WHAT THIS TASK INVOLVES: Write out the material exactly, with the pictures left out.

SUPPLIED MATERIAL:
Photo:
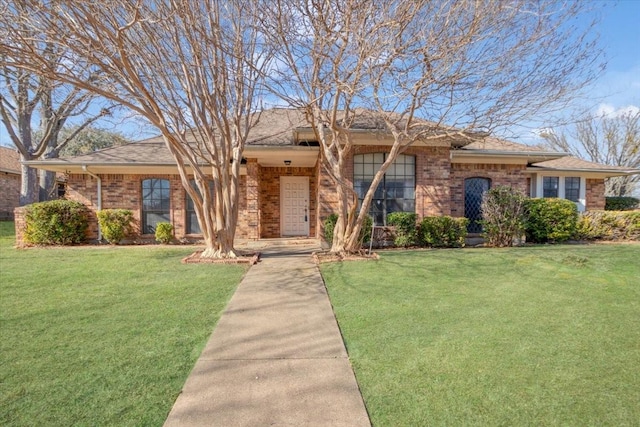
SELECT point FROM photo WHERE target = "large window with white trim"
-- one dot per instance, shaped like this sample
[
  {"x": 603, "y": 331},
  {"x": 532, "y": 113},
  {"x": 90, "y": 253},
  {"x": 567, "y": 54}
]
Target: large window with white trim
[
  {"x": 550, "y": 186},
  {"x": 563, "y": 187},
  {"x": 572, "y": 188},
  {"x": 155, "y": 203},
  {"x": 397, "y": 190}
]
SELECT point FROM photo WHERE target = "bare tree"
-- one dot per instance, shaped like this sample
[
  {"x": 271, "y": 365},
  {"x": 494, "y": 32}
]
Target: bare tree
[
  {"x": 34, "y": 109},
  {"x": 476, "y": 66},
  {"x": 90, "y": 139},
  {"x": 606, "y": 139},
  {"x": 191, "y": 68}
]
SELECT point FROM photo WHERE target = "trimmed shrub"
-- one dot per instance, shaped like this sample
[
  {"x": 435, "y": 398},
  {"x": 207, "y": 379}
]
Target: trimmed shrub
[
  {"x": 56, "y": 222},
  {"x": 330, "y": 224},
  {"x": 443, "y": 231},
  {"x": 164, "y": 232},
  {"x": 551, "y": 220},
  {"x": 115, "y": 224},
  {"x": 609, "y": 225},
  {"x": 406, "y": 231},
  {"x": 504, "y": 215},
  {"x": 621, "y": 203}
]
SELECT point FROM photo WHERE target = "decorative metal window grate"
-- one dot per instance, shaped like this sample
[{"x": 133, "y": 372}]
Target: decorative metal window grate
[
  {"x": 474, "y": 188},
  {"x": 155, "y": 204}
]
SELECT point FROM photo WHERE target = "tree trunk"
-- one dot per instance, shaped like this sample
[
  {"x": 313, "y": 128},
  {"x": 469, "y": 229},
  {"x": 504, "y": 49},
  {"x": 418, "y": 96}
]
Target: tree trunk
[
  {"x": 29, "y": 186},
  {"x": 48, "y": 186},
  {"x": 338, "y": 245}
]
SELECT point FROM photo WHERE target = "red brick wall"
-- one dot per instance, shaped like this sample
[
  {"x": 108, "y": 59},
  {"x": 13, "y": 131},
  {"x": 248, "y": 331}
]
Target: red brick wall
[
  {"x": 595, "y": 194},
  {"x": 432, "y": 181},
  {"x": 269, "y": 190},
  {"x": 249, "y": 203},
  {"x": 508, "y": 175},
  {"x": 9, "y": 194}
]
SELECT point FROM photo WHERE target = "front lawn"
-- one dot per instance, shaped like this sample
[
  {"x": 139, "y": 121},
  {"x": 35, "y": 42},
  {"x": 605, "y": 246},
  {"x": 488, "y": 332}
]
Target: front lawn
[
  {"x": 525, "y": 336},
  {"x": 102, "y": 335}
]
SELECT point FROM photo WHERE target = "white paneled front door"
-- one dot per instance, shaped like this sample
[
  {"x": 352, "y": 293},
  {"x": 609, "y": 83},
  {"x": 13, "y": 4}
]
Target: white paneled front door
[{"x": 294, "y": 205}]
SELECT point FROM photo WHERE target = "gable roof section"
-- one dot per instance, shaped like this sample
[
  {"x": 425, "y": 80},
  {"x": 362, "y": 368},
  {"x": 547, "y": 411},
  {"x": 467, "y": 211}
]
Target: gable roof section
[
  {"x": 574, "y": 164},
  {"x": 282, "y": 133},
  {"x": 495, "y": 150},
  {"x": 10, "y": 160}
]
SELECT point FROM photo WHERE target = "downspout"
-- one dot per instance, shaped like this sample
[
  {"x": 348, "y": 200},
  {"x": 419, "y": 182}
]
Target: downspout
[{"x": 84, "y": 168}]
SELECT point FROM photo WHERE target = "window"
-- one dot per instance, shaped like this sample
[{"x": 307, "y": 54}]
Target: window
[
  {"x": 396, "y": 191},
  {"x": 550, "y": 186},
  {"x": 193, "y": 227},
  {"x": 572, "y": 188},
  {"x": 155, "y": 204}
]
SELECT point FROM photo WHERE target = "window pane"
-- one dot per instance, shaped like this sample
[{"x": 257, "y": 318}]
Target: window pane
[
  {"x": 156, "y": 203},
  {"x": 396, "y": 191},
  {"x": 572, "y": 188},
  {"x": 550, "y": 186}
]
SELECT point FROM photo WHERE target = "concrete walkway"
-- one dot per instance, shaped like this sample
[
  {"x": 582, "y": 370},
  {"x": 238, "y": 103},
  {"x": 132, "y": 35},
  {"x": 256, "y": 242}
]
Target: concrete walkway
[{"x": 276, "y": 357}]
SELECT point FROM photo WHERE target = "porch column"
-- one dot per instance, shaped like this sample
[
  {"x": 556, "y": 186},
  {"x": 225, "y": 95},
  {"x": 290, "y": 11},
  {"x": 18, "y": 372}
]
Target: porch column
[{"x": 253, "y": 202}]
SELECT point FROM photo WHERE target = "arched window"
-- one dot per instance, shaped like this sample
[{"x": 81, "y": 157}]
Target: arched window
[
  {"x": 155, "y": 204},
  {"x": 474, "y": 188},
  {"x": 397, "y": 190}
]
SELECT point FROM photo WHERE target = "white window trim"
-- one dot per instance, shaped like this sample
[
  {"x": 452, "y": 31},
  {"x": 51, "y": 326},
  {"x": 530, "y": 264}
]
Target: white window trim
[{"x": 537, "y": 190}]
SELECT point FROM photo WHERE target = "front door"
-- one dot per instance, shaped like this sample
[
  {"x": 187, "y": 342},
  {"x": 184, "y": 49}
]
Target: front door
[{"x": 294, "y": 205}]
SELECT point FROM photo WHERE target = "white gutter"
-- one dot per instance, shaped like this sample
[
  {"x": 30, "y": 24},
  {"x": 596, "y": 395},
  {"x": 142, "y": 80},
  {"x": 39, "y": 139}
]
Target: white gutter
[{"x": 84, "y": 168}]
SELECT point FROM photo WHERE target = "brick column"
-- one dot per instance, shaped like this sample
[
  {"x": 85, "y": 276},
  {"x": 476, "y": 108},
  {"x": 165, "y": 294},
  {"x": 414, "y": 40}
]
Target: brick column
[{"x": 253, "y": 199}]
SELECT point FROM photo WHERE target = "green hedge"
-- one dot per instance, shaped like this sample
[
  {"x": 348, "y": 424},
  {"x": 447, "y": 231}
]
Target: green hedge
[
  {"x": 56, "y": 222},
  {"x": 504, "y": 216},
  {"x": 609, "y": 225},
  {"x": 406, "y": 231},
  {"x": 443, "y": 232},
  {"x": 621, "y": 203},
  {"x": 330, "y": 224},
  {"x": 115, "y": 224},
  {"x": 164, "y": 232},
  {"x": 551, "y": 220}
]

FINISHED EXERCISE:
Photo:
SELECT point FROM photo WHERE target = "large window with white trim"
-- one dot per instance, shaped like this sample
[
  {"x": 603, "y": 331},
  {"x": 532, "y": 113},
  {"x": 90, "y": 253},
  {"x": 567, "y": 54}
]
Target: large window with white trim
[
  {"x": 550, "y": 186},
  {"x": 563, "y": 187},
  {"x": 572, "y": 188},
  {"x": 155, "y": 203},
  {"x": 397, "y": 190}
]
SELECT point FROM photo WHERE target = "bare tree"
-- one dot per instance, shaped like this sample
[
  {"x": 271, "y": 365},
  {"x": 494, "y": 32}
]
Target: bare tree
[
  {"x": 34, "y": 109},
  {"x": 476, "y": 66},
  {"x": 90, "y": 139},
  {"x": 606, "y": 139},
  {"x": 191, "y": 68}
]
SELECT point FROM photo WHERE target = "trimmed shrub"
-- one dot per instance, shaped like this sample
[
  {"x": 435, "y": 398},
  {"x": 207, "y": 379}
]
Target: trimmed shrub
[
  {"x": 56, "y": 222},
  {"x": 330, "y": 224},
  {"x": 443, "y": 231},
  {"x": 164, "y": 232},
  {"x": 551, "y": 220},
  {"x": 115, "y": 224},
  {"x": 609, "y": 225},
  {"x": 406, "y": 231},
  {"x": 504, "y": 215},
  {"x": 621, "y": 203}
]
SELECT point FROM photo WHERE target = "decorative metal window grate"
-- one dot per instance, shaped like this sample
[{"x": 133, "y": 372}]
Target: decorative metal window grate
[
  {"x": 474, "y": 188},
  {"x": 155, "y": 204}
]
SELECT point FROM photo WHERE target = "tree trunk"
-- one dot per instance, shaped like this sample
[
  {"x": 313, "y": 128},
  {"x": 469, "y": 229},
  {"x": 504, "y": 49},
  {"x": 418, "y": 96}
]
Target: tree trunk
[
  {"x": 29, "y": 186},
  {"x": 48, "y": 186},
  {"x": 338, "y": 245}
]
SELECT point FROM photo WHERE target = "red brick wall"
-- one dot per instance, shaped like this sample
[
  {"x": 108, "y": 59},
  {"x": 13, "y": 131},
  {"x": 248, "y": 331}
]
Target: red brick wall
[
  {"x": 595, "y": 194},
  {"x": 432, "y": 181},
  {"x": 269, "y": 190},
  {"x": 249, "y": 203},
  {"x": 508, "y": 175},
  {"x": 9, "y": 194}
]
SELECT point FROM photo WHERE target = "front lawn"
-- one dot per instance, shaped like this sample
[
  {"x": 139, "y": 121},
  {"x": 35, "y": 42},
  {"x": 605, "y": 246},
  {"x": 488, "y": 332}
]
Target: front lawn
[
  {"x": 525, "y": 336},
  {"x": 102, "y": 335}
]
SELECT point FROM photo WHERE target = "white paneled front door"
-- one dot per instance, shaped like this sample
[
  {"x": 352, "y": 293},
  {"x": 609, "y": 83},
  {"x": 13, "y": 4}
]
Target: white paneled front door
[{"x": 294, "y": 205}]
SELECT point FROM photo WHERE target = "gable roof section"
-- one dot per instance, shaped like this sample
[
  {"x": 425, "y": 80},
  {"x": 362, "y": 368},
  {"x": 547, "y": 411},
  {"x": 467, "y": 211}
]
Target: gable roof section
[
  {"x": 574, "y": 164},
  {"x": 282, "y": 133},
  {"x": 495, "y": 150},
  {"x": 10, "y": 160}
]
SELECT point FROM photo WHERE target = "downspout"
-- one dot per instance, shaped like this sample
[
  {"x": 348, "y": 200},
  {"x": 419, "y": 182}
]
Target: downspout
[{"x": 84, "y": 168}]
SELECT point FROM photo WHERE target = "window"
-- one dot per instance, shaped like this sample
[{"x": 307, "y": 54}]
Target: window
[
  {"x": 396, "y": 191},
  {"x": 550, "y": 186},
  {"x": 193, "y": 227},
  {"x": 572, "y": 188},
  {"x": 155, "y": 204}
]
SELECT point FROM photo WHERE target = "window pane"
-- one dot per instance, shaped like this sample
[{"x": 257, "y": 318}]
Target: window pane
[
  {"x": 156, "y": 203},
  {"x": 396, "y": 191},
  {"x": 572, "y": 188},
  {"x": 550, "y": 186}
]
SELECT point FROM photo WHERE target = "concrete walkway"
-- one dot per instance, shaped like this sample
[
  {"x": 582, "y": 370},
  {"x": 238, "y": 103},
  {"x": 132, "y": 35},
  {"x": 256, "y": 242}
]
Target: concrete walkway
[{"x": 276, "y": 357}]
SELECT point FROM photo WHERE target = "porch column"
-- one dot per instance, shaped like this sample
[
  {"x": 556, "y": 186},
  {"x": 225, "y": 95},
  {"x": 290, "y": 11},
  {"x": 18, "y": 372}
]
Target: porch column
[{"x": 253, "y": 202}]
SELECT point FROM photo WHERE target = "arched window"
-- one dot per instance, shaped like this sample
[{"x": 81, "y": 157}]
Target: arched window
[
  {"x": 155, "y": 204},
  {"x": 474, "y": 188},
  {"x": 397, "y": 190}
]
SELECT point FROM photo WHERE target = "white window trim"
-- one dot per instance, shaped like this sample
[
  {"x": 452, "y": 31},
  {"x": 51, "y": 326},
  {"x": 530, "y": 264}
]
Target: white window trim
[{"x": 537, "y": 190}]
SELECT point FROM photo WHERE target = "front door"
-- one dot per instance, shaped like this sample
[
  {"x": 187, "y": 342},
  {"x": 184, "y": 49}
]
Target: front door
[{"x": 294, "y": 205}]
SELECT point FROM photo WHERE target = "white gutter"
-- one dot per instance, shaped like this sample
[
  {"x": 30, "y": 24},
  {"x": 596, "y": 395},
  {"x": 142, "y": 80},
  {"x": 39, "y": 139}
]
Target: white gutter
[{"x": 84, "y": 168}]
SELECT point FROM photo WHERE target = "brick column"
-- one dot per instance, shaped like this sample
[
  {"x": 85, "y": 276},
  {"x": 476, "y": 108},
  {"x": 165, "y": 294},
  {"x": 414, "y": 40}
]
Target: brick column
[{"x": 253, "y": 199}]
SELECT point FROM photo WHERE target = "green hedge"
-- one dot per instance, shaped like this sample
[
  {"x": 348, "y": 424},
  {"x": 447, "y": 231}
]
Target: green hedge
[
  {"x": 56, "y": 222},
  {"x": 504, "y": 216},
  {"x": 609, "y": 225},
  {"x": 406, "y": 231},
  {"x": 443, "y": 232},
  {"x": 621, "y": 203},
  {"x": 330, "y": 224},
  {"x": 115, "y": 224},
  {"x": 164, "y": 232},
  {"x": 551, "y": 220}
]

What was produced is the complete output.